(Point localization data)
>>>>>

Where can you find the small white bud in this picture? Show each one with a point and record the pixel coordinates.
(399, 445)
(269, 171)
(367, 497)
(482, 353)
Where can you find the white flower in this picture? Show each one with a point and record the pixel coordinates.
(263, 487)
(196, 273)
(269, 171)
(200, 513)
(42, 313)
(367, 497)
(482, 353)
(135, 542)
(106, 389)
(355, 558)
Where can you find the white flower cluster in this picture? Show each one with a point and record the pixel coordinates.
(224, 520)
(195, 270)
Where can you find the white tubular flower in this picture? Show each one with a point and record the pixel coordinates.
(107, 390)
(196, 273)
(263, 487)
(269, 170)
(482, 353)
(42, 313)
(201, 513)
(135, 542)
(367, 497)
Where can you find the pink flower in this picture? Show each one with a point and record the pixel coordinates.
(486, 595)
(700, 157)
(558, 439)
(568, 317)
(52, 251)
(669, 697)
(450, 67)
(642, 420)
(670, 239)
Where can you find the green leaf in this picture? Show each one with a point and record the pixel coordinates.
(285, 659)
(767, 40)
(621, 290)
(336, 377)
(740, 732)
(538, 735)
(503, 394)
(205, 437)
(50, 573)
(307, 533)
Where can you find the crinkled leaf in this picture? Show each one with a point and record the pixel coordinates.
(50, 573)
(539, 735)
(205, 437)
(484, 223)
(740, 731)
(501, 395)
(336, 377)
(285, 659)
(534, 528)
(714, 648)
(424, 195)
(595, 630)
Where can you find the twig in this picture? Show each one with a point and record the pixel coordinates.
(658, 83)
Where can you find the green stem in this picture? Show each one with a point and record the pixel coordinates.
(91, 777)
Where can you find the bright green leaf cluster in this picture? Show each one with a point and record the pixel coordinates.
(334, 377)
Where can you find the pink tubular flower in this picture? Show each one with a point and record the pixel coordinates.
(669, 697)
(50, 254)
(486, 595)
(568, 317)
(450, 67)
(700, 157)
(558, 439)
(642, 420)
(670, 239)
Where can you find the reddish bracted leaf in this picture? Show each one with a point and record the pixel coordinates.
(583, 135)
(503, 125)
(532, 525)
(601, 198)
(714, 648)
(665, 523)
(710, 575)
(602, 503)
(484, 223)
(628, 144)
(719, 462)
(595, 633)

<<<<<

You are asked to copy all of the entries above exactly.

Where can you find the small white bud in this picture? Show each one with a point and record the pixel coordinates.
(399, 445)
(269, 171)
(367, 497)
(482, 353)
Where can you find the white flower in this picture? Show each one with a point and record the pixel coordinates.
(263, 487)
(196, 273)
(269, 171)
(200, 513)
(42, 313)
(367, 497)
(482, 353)
(135, 542)
(106, 389)
(355, 558)
Where can you find the white flower cluster in this picture? Show each one with a point and record the pixel coordinates.
(224, 520)
(195, 270)
Where can you find the white tubular flower in this picture? Show each one with a point and record the pixel coordinates.
(107, 390)
(196, 273)
(263, 487)
(269, 170)
(482, 353)
(42, 313)
(201, 513)
(135, 542)
(367, 497)
Where can you find the pink flower in this picture? Show each one with a point and record the pixel coordinates.
(486, 595)
(700, 157)
(558, 439)
(568, 317)
(52, 251)
(669, 697)
(450, 67)
(642, 420)
(670, 239)
Where can you find the green leaf in this picture? Show each one with a point and record the pixel coordinates.
(285, 659)
(767, 40)
(621, 290)
(336, 377)
(740, 732)
(538, 735)
(503, 394)
(205, 437)
(50, 573)
(307, 533)
Where can you find the crinkled leaf in this picture? Show each one with a point and record the pixel coordinates.
(50, 573)
(539, 735)
(205, 437)
(484, 223)
(740, 731)
(501, 395)
(336, 377)
(285, 659)
(534, 528)
(714, 648)
(424, 195)
(595, 630)
Where can you find the twig in this picture? Show each one with a point and record the pixel coordinates.
(658, 83)
Where can you find the green stem in this picture? Show each one with a point and record the pixel coordinates.
(91, 777)
Where can you find the bright green leaf cluster in this picture? Show each one with a point and record the pixel coordinates.
(334, 377)
Where can you find the pink tubular flower in this picture? Show each one with a point and record the pixel coordinates.
(669, 697)
(50, 254)
(486, 595)
(568, 317)
(450, 67)
(700, 157)
(558, 439)
(642, 420)
(670, 239)
Where can you find the reddish bracted leaf in this picture? Show each one with a point and record the pixel coordinates.
(583, 135)
(503, 125)
(532, 525)
(601, 198)
(714, 648)
(665, 523)
(710, 575)
(602, 503)
(484, 223)
(628, 144)
(719, 462)
(595, 633)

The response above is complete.